Repeat every line of the listing below verbatim, without changing any character.

-- start Material supplied --

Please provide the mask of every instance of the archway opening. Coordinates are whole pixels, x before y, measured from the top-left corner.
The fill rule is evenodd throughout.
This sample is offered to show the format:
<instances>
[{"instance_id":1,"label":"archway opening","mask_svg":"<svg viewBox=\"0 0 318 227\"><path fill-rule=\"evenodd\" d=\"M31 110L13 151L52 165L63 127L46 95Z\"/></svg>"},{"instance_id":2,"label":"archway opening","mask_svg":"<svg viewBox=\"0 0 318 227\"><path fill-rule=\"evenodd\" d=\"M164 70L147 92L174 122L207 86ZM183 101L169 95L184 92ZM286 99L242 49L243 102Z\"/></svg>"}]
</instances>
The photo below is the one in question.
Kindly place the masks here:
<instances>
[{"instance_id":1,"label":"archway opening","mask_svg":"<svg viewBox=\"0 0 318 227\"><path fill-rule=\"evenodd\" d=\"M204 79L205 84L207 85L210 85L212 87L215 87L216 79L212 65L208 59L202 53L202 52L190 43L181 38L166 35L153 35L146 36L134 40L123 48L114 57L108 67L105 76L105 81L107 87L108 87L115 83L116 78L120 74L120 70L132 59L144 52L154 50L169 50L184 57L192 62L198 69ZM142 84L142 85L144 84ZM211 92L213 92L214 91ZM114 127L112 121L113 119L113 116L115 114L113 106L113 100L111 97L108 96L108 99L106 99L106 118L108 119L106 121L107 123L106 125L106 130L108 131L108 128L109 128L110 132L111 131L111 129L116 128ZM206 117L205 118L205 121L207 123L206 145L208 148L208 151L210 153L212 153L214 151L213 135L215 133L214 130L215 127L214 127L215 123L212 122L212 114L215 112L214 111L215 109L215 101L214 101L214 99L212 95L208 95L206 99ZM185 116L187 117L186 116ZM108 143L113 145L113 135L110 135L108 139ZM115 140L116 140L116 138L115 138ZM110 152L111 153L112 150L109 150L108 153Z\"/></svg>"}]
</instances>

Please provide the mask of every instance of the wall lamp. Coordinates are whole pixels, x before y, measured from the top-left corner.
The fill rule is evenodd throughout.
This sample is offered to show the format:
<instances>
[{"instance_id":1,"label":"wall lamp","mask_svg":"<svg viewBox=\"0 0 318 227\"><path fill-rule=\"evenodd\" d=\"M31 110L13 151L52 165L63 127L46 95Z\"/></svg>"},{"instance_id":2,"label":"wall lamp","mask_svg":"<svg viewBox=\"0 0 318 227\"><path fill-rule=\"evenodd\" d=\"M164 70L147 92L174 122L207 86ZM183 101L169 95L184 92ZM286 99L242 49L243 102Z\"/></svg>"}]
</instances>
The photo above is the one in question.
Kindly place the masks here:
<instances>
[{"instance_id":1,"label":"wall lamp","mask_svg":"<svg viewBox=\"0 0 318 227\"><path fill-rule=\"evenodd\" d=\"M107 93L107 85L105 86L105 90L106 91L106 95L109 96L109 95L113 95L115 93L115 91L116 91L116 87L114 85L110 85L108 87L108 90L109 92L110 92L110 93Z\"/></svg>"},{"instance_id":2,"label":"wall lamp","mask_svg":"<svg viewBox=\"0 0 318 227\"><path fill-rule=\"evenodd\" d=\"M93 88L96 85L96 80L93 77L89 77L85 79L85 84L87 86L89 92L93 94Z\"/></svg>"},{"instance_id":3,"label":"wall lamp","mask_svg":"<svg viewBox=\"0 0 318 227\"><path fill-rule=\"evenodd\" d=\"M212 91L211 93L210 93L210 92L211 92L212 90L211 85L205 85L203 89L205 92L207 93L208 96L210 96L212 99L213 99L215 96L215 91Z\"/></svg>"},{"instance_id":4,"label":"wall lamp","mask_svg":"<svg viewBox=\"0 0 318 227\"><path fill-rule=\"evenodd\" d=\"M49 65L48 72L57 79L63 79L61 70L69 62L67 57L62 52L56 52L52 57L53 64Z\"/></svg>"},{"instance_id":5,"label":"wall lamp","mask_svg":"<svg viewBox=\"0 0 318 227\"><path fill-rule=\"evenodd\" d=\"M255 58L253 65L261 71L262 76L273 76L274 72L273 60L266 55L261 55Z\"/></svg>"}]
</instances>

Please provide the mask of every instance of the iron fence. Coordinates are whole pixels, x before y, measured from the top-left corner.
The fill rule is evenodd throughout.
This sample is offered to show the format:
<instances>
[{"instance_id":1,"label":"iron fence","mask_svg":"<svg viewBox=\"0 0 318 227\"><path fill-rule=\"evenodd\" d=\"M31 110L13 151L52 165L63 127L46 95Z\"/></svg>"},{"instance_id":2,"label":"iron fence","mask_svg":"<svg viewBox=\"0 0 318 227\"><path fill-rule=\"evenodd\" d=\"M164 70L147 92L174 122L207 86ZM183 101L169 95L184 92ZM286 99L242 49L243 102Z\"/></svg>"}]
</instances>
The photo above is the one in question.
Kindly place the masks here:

-- end Material supplied --

* _Written solution_:
Please provide the mask of every instance of the archway opening. Coordinates are whole pixels, x before y, measured from the top-left corner.
The fill rule is evenodd throughout.
This sample is offered to show the format:
<instances>
[{"instance_id":1,"label":"archway opening","mask_svg":"<svg viewBox=\"0 0 318 227\"><path fill-rule=\"evenodd\" d=\"M31 110L13 151L52 165L63 127L46 95Z\"/></svg>"},{"instance_id":2,"label":"archway opening","mask_svg":"<svg viewBox=\"0 0 318 227\"><path fill-rule=\"evenodd\" d=\"M164 70L147 92L174 122L207 86ZM183 101L169 95L184 92ZM286 99L242 49L243 102Z\"/></svg>"}]
</instances>
The photo below is the one in question.
Kindly place the masks here:
<instances>
[{"instance_id":1,"label":"archway opening","mask_svg":"<svg viewBox=\"0 0 318 227\"><path fill-rule=\"evenodd\" d=\"M204 79L205 84L207 85L210 85L212 87L215 87L216 79L212 65L208 59L202 53L202 52L190 43L181 38L166 35L153 35L146 36L134 40L123 48L114 57L108 67L105 76L105 81L107 87L108 87L115 83L116 78L120 74L120 70L132 59L144 52L154 50L169 50L184 57L192 62L198 69ZM142 84L142 85L144 84ZM211 92L213 92L214 91ZM114 127L112 121L113 119L113 116L115 114L113 106L113 100L111 97L108 96L108 99L106 99L106 118L108 119L106 121L107 123L106 125L106 130L108 131L108 128L109 128L110 132L111 131L111 129L116 128ZM206 117L205 118L205 121L207 123L206 145L208 148L208 151L210 153L212 153L214 151L213 135L215 133L214 130L215 127L214 127L215 123L212 122L212 114L215 112L214 111L215 109L215 101L214 101L214 99L212 95L208 95L206 99ZM185 116L187 117L186 116ZM108 143L113 145L113 135L110 135L108 139ZM115 140L116 140L116 138L115 138ZM110 152L111 153L112 150L109 150L108 153Z\"/></svg>"}]
</instances>

Please provide the mask of every instance of the wall lamp. Coordinates are whole pixels, x before y, measured from the top-left corner.
The fill rule is evenodd throughout.
This sample is offered to show the format:
<instances>
[{"instance_id":1,"label":"wall lamp","mask_svg":"<svg viewBox=\"0 0 318 227\"><path fill-rule=\"evenodd\" d=\"M31 110L13 151L52 165L63 127L46 95Z\"/></svg>"},{"instance_id":2,"label":"wall lamp","mask_svg":"<svg viewBox=\"0 0 318 227\"><path fill-rule=\"evenodd\" d=\"M164 70L147 92L174 122L207 86ZM183 101L169 95L184 92ZM286 99L242 49L243 102Z\"/></svg>"}]
</instances>
The photo above is the one in question.
Kindly place the masks here:
<instances>
[{"instance_id":1,"label":"wall lamp","mask_svg":"<svg viewBox=\"0 0 318 227\"><path fill-rule=\"evenodd\" d=\"M107 93L107 85L105 86L105 90L106 91L106 95L109 96L109 95L113 95L115 93L115 91L116 91L116 87L114 85L110 85L108 87L108 90L109 92L110 92L110 93Z\"/></svg>"},{"instance_id":2,"label":"wall lamp","mask_svg":"<svg viewBox=\"0 0 318 227\"><path fill-rule=\"evenodd\" d=\"M93 88L96 85L96 80L93 77L89 77L85 79L85 84L87 86L89 92L93 94Z\"/></svg>"},{"instance_id":3,"label":"wall lamp","mask_svg":"<svg viewBox=\"0 0 318 227\"><path fill-rule=\"evenodd\" d=\"M212 91L211 93L210 93L210 92L211 92L212 90L211 85L205 85L203 89L205 92L207 93L208 96L210 96L212 99L213 99L215 96L215 91Z\"/></svg>"},{"instance_id":4,"label":"wall lamp","mask_svg":"<svg viewBox=\"0 0 318 227\"><path fill-rule=\"evenodd\" d=\"M49 65L48 72L57 79L63 79L61 70L69 62L67 57L62 52L56 52L52 57L53 64Z\"/></svg>"},{"instance_id":5,"label":"wall lamp","mask_svg":"<svg viewBox=\"0 0 318 227\"><path fill-rule=\"evenodd\" d=\"M255 58L253 65L261 71L262 76L273 76L274 72L273 60L266 55L261 55Z\"/></svg>"}]
</instances>

Please provide the mask of every instance of the iron fence. Coordinates are whole pixels, x before y, measured from the top-left corner.
The fill rule is evenodd throughout.
This sample is offered to show the format:
<instances>
[{"instance_id":1,"label":"iron fence","mask_svg":"<svg viewBox=\"0 0 318 227\"><path fill-rule=\"evenodd\" d=\"M31 110L13 151L52 165L63 127L46 95Z\"/></svg>"},{"instance_id":2,"label":"iron fence","mask_svg":"<svg viewBox=\"0 0 318 227\"><path fill-rule=\"evenodd\" d=\"M164 70L147 92L174 122L207 86ZM183 101L169 95L184 92ZM286 99L242 49L243 102Z\"/></svg>"}]
</instances>
The photo above is the one in question.
Kindly place the masks here:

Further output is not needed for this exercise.